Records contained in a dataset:
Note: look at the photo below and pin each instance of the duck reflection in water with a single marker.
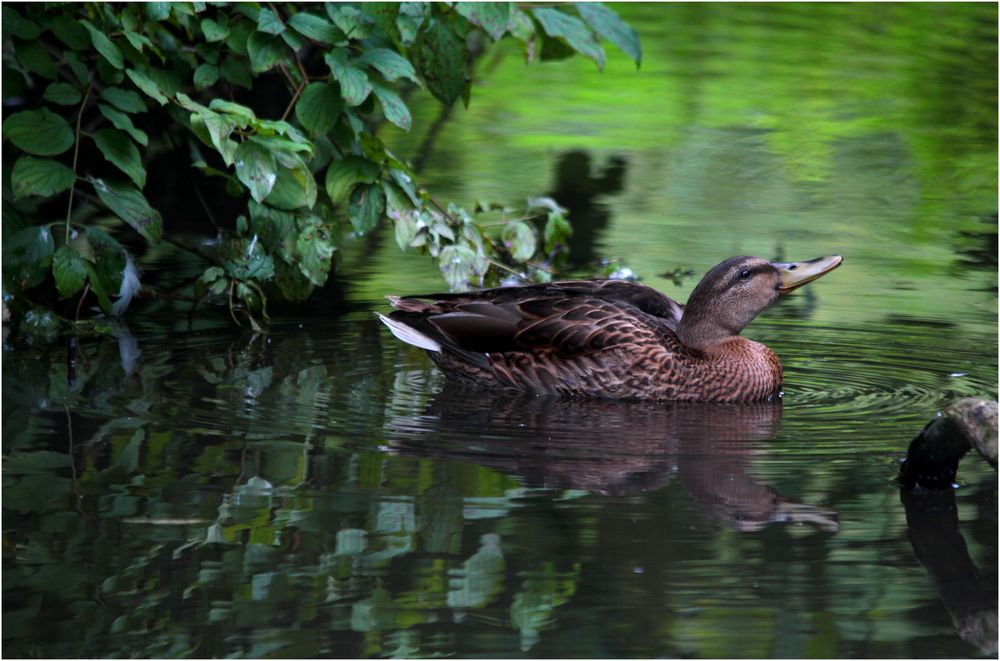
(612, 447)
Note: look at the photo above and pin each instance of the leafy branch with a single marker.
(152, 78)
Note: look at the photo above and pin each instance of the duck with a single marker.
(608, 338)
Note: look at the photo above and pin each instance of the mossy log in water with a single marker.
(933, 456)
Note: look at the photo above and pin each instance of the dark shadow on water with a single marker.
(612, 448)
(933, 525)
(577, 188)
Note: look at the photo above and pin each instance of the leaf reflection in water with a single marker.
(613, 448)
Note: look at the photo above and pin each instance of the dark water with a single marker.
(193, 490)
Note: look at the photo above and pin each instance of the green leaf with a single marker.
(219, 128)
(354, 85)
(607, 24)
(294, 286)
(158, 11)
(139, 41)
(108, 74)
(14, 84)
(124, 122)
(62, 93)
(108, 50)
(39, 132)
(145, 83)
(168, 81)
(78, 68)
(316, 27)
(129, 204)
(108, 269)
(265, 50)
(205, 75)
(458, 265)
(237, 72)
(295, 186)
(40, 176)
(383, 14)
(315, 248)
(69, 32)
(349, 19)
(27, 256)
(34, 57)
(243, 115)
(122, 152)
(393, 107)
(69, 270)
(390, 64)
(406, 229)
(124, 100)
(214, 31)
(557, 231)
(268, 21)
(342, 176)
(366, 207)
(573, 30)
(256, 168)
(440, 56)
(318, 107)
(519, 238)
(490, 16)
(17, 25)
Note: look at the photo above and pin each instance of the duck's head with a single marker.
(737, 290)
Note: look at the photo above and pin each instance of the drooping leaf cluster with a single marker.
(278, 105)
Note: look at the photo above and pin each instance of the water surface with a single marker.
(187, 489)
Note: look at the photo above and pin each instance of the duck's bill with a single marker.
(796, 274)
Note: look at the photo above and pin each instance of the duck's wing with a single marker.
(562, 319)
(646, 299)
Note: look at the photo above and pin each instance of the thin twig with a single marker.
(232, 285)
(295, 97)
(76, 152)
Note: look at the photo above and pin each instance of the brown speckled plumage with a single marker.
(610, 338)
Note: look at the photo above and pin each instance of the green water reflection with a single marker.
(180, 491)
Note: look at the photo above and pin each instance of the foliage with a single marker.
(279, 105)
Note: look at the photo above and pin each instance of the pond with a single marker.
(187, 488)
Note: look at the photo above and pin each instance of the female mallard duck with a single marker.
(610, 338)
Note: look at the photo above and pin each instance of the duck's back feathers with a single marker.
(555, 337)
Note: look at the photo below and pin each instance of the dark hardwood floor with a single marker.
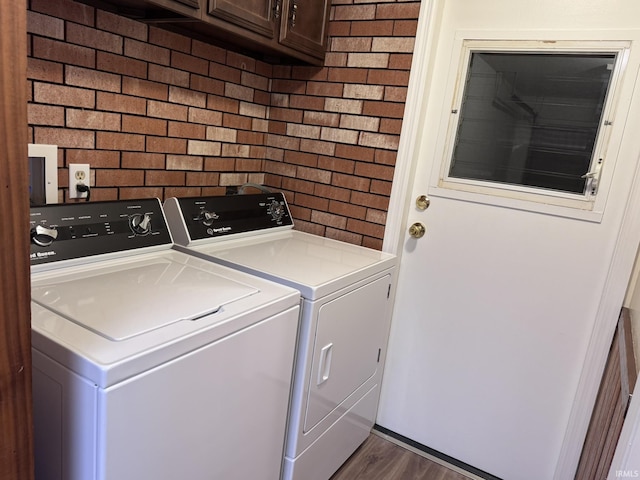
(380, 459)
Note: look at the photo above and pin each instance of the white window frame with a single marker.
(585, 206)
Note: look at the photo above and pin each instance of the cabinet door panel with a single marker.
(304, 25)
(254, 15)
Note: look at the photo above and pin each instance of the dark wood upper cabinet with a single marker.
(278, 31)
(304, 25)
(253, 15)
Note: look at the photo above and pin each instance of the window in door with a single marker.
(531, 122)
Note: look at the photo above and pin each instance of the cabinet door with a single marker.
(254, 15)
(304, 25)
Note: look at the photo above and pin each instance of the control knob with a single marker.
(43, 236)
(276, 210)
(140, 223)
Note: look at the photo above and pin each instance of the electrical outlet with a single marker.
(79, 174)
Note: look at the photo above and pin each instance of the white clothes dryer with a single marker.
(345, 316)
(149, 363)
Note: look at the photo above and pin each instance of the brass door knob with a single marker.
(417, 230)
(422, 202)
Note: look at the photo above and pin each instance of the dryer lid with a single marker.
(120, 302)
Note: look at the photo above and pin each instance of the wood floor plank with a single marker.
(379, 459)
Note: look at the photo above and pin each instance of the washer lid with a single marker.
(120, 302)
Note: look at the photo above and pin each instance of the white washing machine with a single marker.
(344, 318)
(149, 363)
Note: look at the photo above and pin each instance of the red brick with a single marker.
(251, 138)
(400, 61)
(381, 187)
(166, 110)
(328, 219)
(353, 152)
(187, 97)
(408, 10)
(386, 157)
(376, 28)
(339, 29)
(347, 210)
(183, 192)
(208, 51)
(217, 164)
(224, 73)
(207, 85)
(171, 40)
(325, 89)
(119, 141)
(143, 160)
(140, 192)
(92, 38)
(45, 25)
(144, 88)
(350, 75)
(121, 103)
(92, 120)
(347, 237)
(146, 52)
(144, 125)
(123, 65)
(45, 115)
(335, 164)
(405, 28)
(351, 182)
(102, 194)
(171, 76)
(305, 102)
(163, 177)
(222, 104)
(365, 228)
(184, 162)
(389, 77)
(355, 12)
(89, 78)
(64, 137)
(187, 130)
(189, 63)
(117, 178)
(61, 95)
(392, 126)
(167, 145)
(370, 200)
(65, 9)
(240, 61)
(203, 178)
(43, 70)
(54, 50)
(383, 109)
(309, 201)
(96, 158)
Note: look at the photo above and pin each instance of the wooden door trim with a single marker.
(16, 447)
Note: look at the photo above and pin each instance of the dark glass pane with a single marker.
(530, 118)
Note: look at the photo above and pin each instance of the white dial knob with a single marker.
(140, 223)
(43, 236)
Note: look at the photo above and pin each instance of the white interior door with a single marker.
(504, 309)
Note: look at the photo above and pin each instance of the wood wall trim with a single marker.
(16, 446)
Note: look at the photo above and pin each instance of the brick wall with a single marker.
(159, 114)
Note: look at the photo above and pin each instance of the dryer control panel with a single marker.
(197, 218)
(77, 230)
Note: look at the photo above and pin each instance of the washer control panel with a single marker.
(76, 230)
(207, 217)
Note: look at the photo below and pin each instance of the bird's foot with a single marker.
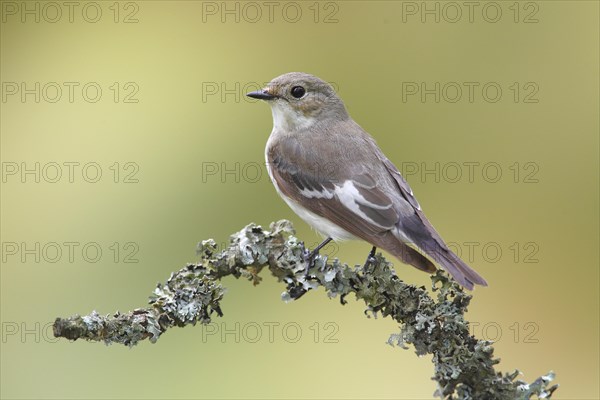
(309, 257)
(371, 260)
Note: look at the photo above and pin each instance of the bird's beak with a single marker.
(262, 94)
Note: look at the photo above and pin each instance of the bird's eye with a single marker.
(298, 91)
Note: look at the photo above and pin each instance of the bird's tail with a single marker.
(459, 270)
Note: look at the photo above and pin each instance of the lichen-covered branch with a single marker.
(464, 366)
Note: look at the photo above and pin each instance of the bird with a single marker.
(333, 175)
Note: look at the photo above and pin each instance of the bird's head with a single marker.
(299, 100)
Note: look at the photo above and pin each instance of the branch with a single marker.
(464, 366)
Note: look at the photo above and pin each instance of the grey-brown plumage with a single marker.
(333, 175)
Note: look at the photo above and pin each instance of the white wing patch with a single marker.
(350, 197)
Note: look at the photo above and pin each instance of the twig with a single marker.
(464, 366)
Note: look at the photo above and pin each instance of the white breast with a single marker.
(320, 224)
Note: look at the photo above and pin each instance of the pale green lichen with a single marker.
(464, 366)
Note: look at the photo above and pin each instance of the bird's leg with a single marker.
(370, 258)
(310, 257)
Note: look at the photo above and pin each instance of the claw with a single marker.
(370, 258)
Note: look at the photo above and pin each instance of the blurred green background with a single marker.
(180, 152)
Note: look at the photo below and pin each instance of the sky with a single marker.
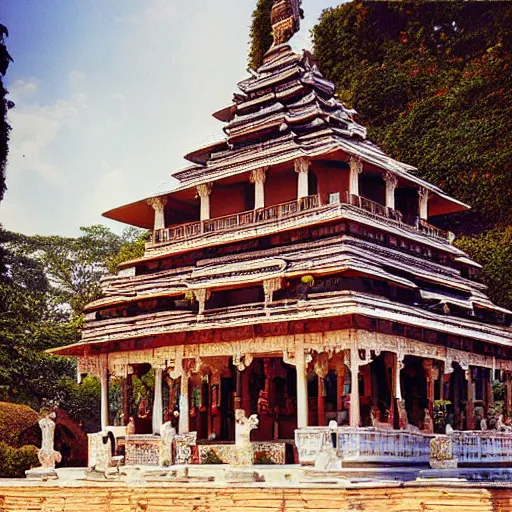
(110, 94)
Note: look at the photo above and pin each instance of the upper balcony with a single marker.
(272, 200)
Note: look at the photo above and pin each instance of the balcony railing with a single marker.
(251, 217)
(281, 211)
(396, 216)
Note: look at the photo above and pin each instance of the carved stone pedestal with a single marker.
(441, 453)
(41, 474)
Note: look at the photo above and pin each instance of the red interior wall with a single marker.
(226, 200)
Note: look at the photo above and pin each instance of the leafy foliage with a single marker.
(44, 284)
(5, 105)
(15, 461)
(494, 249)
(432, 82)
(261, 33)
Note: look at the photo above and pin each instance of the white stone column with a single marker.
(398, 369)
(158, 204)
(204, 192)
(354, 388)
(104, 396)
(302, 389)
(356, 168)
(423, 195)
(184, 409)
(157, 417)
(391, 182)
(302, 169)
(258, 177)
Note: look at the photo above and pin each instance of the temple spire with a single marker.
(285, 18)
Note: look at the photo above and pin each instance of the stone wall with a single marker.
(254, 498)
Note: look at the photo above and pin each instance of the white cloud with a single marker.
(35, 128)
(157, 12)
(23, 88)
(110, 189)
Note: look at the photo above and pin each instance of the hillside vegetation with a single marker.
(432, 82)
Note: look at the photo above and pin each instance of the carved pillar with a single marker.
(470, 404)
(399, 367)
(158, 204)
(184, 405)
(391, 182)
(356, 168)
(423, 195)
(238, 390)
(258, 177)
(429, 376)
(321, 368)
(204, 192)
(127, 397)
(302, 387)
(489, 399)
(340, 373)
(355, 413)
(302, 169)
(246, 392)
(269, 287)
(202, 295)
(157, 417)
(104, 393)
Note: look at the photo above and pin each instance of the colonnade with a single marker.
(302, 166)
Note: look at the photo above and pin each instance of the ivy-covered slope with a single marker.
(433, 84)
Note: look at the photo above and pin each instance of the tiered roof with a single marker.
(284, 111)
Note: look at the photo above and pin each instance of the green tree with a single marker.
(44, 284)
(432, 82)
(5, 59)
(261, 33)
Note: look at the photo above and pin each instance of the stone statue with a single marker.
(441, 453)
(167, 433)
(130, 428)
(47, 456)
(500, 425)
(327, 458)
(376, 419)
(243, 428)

Task statement:
The answer must be exactly the lines from the one containing "column with a single marker." through the final line of the data, both ends included, and nothing else.

Answer space:
Note: look at the photo above and pin each instance of the white stone column with a single marker.
(398, 369)
(158, 204)
(204, 192)
(354, 388)
(104, 396)
(302, 389)
(356, 168)
(423, 195)
(184, 409)
(157, 417)
(391, 182)
(302, 169)
(258, 177)
Note: look at the photo above and pin each instance of the temple spire with a single marker.
(285, 18)
Note: look at the photo above and pin each instance of the stone wall with a single marker.
(254, 498)
Note: look at the photo above and pin each instance of the white cloud with a single marker.
(35, 128)
(157, 12)
(23, 88)
(110, 189)
Note: look at the photo above and pin each instance of the hillside vegetation with a single marker.
(432, 82)
Note: look at the photo above and pin each instance of the carved pillar with a single marker.
(470, 404)
(399, 367)
(158, 204)
(184, 405)
(391, 182)
(356, 168)
(423, 195)
(238, 390)
(258, 177)
(429, 376)
(321, 368)
(204, 192)
(127, 397)
(302, 387)
(489, 399)
(340, 373)
(355, 413)
(302, 169)
(246, 392)
(269, 287)
(202, 295)
(157, 417)
(104, 393)
Note: look at the photo above and pin each instance of the colonnade with a single marker.
(302, 166)
Note: look at the photo above and pin each instance of the ivy-covered slope with a single marker.
(433, 84)
Note: look at the photo above and pin each instance of the tiered roof with a single marker.
(284, 111)
Note: look at the photo above and pin each instance of the green tree with a single marker.
(44, 284)
(432, 82)
(5, 59)
(261, 33)
Note: look at the photo above and pin each instance of the stone statue with a single marker.
(441, 453)
(167, 433)
(130, 428)
(47, 456)
(500, 425)
(327, 458)
(376, 419)
(243, 428)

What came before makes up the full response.